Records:

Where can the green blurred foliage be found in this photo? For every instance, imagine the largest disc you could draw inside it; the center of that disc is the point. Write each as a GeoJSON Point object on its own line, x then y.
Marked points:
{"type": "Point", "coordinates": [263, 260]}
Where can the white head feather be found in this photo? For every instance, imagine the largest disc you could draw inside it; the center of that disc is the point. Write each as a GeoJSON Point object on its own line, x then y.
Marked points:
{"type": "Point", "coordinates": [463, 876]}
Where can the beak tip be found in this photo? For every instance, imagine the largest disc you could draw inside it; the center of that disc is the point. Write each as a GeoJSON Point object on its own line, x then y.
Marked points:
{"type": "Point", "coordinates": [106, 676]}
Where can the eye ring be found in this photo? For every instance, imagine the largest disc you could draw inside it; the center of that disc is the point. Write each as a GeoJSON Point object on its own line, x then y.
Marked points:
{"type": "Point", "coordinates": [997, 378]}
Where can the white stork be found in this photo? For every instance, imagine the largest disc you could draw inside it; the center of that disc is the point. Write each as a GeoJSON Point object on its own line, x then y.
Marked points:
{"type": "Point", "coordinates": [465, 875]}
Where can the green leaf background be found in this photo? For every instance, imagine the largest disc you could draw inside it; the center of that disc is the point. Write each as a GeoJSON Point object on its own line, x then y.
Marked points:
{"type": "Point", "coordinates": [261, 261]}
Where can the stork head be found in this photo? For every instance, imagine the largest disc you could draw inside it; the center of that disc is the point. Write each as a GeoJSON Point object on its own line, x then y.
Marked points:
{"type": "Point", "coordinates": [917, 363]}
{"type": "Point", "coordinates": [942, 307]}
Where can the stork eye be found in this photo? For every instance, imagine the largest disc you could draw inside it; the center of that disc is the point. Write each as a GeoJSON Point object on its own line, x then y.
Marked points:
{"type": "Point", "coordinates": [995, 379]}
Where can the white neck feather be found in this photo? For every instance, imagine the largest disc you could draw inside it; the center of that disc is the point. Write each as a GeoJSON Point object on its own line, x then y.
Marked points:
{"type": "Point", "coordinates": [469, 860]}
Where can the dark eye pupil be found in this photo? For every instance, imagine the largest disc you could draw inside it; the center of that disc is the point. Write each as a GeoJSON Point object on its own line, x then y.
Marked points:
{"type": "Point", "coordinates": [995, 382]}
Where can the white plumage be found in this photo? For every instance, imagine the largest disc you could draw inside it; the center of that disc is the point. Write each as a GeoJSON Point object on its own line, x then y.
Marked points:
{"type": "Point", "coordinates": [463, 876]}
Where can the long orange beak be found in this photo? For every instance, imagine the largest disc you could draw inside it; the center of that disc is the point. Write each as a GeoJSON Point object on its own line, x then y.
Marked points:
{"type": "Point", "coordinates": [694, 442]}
--
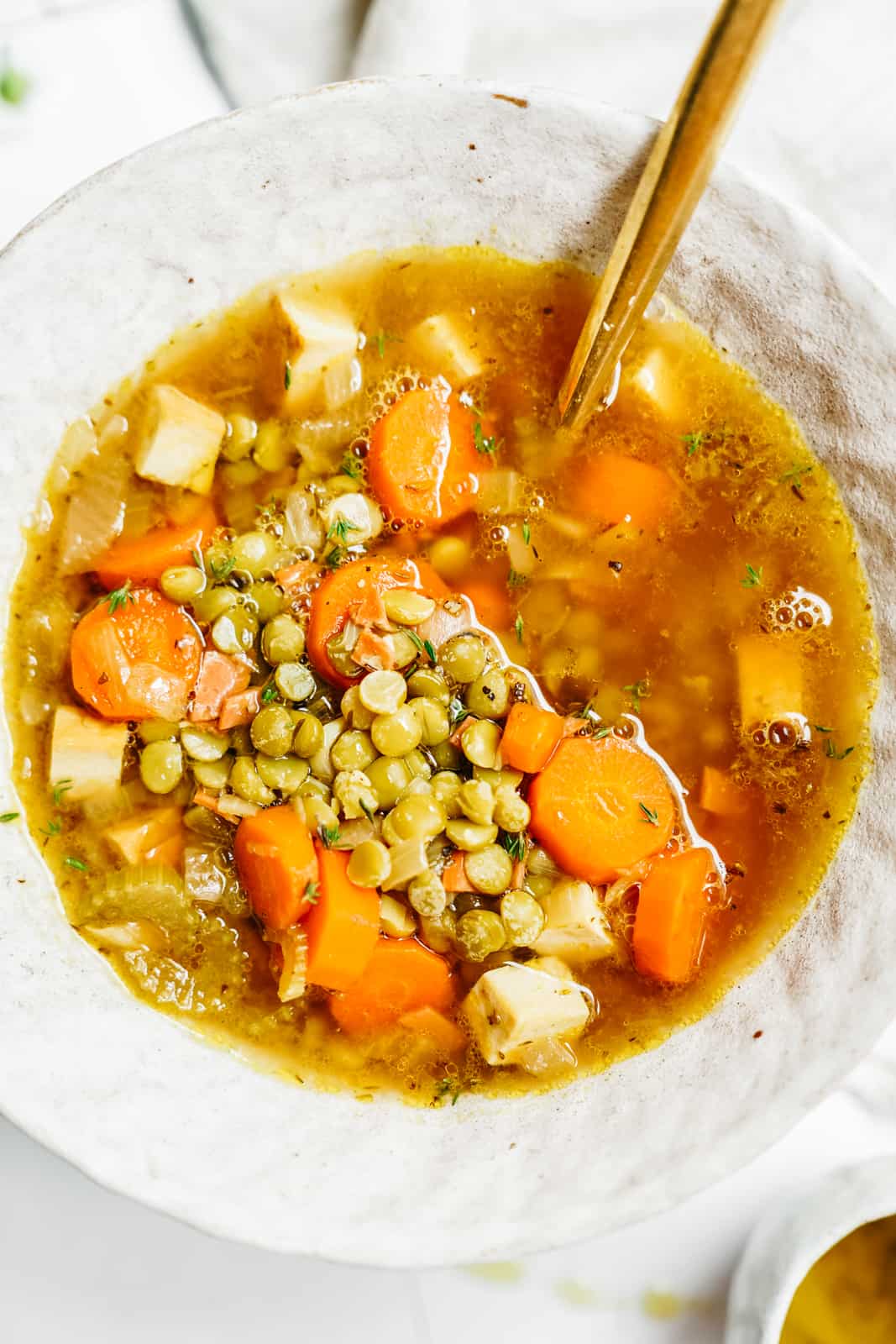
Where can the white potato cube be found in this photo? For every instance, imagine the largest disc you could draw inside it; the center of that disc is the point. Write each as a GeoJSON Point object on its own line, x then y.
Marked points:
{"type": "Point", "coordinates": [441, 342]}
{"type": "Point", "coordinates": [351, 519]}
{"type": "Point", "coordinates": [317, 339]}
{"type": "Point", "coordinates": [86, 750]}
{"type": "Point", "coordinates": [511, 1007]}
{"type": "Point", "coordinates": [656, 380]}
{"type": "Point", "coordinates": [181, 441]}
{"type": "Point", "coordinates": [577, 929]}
...
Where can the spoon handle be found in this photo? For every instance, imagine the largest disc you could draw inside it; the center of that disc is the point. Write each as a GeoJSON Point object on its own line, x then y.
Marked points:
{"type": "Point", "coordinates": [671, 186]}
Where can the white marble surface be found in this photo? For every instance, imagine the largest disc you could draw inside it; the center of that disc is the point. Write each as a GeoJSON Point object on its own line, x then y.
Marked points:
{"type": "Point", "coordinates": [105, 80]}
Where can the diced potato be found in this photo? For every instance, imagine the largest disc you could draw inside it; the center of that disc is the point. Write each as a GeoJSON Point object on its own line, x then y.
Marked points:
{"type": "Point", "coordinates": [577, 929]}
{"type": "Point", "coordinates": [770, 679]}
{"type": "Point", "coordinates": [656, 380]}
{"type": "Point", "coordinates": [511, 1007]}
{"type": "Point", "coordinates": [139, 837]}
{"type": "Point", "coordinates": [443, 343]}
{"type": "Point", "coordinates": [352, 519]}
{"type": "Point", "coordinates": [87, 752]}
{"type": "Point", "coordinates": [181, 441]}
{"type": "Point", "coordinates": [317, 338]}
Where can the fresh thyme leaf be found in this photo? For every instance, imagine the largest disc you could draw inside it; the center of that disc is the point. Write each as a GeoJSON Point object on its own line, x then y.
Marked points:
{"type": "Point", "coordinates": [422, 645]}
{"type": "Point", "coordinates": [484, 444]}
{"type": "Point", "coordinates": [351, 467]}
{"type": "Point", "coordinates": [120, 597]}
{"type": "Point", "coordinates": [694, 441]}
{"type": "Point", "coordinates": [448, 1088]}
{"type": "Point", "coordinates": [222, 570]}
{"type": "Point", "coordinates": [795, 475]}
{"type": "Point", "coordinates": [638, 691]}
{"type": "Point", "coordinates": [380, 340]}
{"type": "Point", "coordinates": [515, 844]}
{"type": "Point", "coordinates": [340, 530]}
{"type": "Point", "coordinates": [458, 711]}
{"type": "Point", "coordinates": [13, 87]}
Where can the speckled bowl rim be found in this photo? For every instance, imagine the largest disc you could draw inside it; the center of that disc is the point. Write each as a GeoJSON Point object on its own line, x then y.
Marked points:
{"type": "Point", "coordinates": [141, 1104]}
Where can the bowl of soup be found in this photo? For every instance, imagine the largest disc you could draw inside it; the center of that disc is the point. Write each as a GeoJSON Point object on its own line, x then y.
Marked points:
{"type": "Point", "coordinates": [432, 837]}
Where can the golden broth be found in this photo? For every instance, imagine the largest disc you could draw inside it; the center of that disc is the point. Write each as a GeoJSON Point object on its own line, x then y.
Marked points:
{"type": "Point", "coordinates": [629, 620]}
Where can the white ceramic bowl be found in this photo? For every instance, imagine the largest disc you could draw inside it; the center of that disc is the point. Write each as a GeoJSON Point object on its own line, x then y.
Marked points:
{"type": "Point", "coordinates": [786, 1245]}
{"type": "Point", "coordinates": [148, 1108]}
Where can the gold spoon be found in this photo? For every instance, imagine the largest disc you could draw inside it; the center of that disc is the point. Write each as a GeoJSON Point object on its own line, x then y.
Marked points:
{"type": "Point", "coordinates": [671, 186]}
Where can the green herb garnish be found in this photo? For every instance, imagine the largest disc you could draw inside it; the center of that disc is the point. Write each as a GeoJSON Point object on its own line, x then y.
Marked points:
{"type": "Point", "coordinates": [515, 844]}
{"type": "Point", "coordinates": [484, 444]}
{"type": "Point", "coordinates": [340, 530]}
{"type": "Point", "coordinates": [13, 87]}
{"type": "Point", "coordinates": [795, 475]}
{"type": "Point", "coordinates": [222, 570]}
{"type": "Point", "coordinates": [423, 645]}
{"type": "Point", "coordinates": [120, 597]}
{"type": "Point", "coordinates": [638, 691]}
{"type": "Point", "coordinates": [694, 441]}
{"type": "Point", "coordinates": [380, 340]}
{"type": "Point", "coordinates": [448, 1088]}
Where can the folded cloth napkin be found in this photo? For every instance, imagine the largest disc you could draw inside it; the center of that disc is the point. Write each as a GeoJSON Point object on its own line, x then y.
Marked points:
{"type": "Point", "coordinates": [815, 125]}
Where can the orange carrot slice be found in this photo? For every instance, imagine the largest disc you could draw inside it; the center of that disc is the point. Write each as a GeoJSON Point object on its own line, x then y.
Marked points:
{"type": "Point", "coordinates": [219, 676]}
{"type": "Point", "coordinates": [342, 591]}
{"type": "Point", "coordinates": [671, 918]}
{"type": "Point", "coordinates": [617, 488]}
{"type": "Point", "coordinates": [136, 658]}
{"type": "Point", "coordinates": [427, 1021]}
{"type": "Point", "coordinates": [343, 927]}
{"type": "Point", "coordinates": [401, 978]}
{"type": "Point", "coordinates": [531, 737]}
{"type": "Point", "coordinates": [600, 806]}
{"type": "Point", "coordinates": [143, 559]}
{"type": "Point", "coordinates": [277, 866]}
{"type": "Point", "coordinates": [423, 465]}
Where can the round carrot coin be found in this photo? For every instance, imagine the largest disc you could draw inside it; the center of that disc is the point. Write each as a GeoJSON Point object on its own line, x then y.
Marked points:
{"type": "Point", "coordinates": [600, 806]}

- _Exercise brief_: Identify every line in the material above that contains the word "coin" and copy each one. Case counts.

- _Reply to the task_:
Where can the round carrot coin be found in this photo? For every instance, imagine the largest disc you could draw inside it; the center of that disc is the point. Write each as a GeoJSON Point object on its own line, x then y.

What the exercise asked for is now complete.